(Work to be completed)
Which lines run from the one containing "Where can you spot the multi-lane" to the end of the entries? Quote them exactly, and nothing else.

(Dataset excerpts)
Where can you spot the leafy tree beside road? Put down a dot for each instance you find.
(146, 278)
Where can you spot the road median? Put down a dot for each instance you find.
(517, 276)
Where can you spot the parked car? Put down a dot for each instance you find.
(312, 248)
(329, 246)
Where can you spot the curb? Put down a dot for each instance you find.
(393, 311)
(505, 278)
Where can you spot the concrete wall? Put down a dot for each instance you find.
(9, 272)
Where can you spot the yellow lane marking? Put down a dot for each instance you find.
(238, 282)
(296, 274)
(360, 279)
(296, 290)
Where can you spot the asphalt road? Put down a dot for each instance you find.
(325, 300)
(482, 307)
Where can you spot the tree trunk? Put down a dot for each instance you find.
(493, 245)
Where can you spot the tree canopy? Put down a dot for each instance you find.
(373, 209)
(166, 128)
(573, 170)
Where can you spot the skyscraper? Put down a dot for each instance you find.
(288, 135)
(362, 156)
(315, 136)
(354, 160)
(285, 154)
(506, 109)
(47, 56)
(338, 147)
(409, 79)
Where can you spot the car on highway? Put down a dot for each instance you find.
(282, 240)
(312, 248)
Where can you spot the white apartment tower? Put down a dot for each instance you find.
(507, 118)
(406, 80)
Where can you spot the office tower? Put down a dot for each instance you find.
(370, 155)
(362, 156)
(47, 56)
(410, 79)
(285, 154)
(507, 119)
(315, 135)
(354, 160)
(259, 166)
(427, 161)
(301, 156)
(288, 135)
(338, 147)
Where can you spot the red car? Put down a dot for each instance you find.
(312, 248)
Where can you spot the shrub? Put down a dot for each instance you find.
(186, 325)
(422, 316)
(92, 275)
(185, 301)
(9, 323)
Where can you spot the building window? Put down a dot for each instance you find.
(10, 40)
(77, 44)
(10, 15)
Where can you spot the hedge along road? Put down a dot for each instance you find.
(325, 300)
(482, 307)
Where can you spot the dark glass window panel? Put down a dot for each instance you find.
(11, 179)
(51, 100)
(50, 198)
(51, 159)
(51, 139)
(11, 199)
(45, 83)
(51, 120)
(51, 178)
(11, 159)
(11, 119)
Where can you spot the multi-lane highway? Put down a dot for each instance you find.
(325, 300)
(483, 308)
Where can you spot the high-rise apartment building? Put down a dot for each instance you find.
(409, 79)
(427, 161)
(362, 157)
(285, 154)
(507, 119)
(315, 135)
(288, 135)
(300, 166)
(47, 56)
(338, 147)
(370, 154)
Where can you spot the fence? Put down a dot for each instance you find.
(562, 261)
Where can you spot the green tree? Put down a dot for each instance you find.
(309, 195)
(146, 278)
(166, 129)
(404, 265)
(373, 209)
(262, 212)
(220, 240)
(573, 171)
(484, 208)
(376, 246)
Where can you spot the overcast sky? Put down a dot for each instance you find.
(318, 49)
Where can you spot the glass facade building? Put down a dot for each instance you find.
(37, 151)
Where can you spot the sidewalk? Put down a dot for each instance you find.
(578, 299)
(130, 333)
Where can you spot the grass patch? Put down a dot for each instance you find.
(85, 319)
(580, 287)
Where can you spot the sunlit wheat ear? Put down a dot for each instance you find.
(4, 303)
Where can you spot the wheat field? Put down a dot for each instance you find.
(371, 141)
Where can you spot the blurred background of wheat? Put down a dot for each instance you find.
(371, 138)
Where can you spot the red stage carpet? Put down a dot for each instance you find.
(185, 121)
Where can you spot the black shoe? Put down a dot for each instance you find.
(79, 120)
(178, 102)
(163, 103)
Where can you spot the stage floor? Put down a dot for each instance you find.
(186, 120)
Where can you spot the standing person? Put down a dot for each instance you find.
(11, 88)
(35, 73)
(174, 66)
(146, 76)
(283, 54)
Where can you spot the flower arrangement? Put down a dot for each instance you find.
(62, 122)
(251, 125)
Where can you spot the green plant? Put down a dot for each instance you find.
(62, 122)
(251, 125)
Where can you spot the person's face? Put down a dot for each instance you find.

(Solution to this exercise)
Where can you spot the multi-lane highway? Put down a dot for each instance you find.
(325, 300)
(483, 308)
Where can you spot the high-rise apartment building? Put down a dot for each instance you find.
(409, 79)
(427, 161)
(362, 157)
(285, 154)
(507, 119)
(315, 135)
(288, 135)
(300, 166)
(47, 56)
(338, 147)
(370, 154)
Where can you spot the fence? Put down a dot for each instance you find.
(562, 261)
Where can you spot the green tree? Put down a dot for each instance you find.
(309, 195)
(146, 278)
(166, 129)
(404, 265)
(373, 209)
(262, 212)
(220, 240)
(573, 171)
(484, 208)
(376, 246)
Where can you spot the overcast sky? Put down a dot for each instance you find.
(318, 49)
Where can you spot the glass facade building? Put down a dot for each instance you find.
(37, 151)
Where can you spot the sidewalk? Put down a dot for each instance you find.
(578, 299)
(130, 333)
Where can you spot the grass patch? Put down a dot for each instance you find.
(85, 319)
(580, 287)
Where can you spot the sunlit wheat ear? Put down a dot for each instance you find.
(4, 303)
Where can you spot the wheat field? Put down a dot for each instance you find.
(371, 141)
Where can you spot the blurred background of wheat? Put down a dot for each instance you find.
(371, 138)
Where can you spot the red stage carpet? Put down a dot for each instance you find.
(185, 121)
Where can you spot the black shoe? Put down a dot for each instance you find.
(79, 120)
(178, 102)
(163, 103)
Where can you spot the stage floor? Put down a dot for each instance you find.
(186, 120)
Where can you spot the standing person? Put down a dot for each instance you find.
(11, 88)
(35, 73)
(174, 66)
(146, 76)
(283, 54)
Where can you spot the flower arrangement? Put down a dot for each instance you find.
(62, 122)
(251, 125)
Where can you spot the green plant? Put down a dot for each instance you find.
(62, 122)
(251, 125)
Where can you spot the person's face? Put down a dot for each instance you find.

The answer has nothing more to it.